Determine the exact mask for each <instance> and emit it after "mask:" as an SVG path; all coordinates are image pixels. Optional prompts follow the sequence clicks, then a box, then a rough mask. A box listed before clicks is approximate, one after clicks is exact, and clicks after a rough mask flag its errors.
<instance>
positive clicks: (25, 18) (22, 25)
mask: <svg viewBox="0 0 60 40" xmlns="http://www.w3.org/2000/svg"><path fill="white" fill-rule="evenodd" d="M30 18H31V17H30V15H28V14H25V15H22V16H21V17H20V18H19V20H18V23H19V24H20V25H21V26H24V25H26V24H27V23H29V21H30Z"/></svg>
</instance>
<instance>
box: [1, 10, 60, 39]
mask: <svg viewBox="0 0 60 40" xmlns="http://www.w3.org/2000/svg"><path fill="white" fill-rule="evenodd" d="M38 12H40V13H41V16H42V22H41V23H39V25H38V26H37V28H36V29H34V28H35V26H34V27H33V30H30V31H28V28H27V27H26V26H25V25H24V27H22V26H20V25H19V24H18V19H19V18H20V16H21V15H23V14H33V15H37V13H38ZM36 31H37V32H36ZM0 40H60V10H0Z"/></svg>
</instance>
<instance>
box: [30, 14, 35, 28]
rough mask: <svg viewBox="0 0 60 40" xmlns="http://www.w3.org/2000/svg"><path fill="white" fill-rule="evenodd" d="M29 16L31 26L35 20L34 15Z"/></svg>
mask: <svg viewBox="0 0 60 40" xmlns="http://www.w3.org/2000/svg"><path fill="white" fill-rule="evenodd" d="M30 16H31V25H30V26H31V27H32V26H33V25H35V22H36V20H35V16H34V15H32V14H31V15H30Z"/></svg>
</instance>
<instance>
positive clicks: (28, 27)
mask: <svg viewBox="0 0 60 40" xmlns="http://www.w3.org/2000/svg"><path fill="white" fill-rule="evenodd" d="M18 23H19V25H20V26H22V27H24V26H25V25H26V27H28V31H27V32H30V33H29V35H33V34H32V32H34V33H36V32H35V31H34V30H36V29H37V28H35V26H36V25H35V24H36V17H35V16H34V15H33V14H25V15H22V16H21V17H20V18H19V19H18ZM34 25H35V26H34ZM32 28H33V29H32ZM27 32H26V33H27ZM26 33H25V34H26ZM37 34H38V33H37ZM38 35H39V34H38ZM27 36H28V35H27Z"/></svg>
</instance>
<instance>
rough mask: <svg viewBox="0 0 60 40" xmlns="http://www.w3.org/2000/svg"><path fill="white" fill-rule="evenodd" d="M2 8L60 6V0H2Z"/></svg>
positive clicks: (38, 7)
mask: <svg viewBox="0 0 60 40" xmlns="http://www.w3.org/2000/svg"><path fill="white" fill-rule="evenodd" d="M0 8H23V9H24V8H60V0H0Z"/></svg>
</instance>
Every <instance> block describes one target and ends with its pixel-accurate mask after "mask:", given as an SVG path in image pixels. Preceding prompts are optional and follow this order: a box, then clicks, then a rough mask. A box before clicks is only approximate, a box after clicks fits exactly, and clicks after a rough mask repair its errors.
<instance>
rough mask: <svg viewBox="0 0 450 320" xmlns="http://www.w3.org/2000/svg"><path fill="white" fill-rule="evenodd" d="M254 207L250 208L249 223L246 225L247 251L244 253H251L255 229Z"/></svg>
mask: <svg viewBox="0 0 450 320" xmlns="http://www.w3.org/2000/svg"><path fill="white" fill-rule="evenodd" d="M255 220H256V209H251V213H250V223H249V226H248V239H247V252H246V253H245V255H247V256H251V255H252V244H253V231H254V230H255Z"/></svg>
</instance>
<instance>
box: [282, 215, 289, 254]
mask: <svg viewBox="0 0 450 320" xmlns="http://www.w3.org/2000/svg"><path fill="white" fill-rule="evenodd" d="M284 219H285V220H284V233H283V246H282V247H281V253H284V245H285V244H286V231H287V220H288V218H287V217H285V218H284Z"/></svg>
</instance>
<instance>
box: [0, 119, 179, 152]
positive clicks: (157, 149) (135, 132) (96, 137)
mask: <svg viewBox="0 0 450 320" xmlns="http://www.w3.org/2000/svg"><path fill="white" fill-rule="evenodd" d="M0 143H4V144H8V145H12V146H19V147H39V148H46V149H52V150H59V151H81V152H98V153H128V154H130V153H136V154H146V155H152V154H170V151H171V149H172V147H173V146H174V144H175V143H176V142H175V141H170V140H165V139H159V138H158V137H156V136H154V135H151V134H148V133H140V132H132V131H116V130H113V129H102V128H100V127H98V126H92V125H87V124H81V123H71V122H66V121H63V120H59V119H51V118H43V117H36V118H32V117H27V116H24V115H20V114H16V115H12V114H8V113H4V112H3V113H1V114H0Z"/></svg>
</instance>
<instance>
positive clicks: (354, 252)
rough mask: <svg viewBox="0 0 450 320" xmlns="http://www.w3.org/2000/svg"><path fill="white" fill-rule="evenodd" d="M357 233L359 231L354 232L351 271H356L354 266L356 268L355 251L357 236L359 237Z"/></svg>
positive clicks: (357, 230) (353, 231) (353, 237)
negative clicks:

────────

PROBLEM DESCRIPTION
Bring together every line in the entries that holds the string "before".

WRITTEN ANSWER
Determine the exact mask for each <instance> and emit it after "mask:" as an SVG path; all coordinates are image pixels. Optional prompts follow the sequence clicks, then a box, then a rough mask. A box listed before clicks is approximate, one after clicks is exact, and clicks after a rough mask flag its errors.
Every <instance> block describes one target and ends with its pixel-accurate mask after "mask:", given as an SVG path in image pixels. Preceding prompts are optional and follow this order: a box, then clicks, then a rough mask. A box before clicks is only approximate, a box after clicks fits exactly, and clicks after a rough mask repair its errors.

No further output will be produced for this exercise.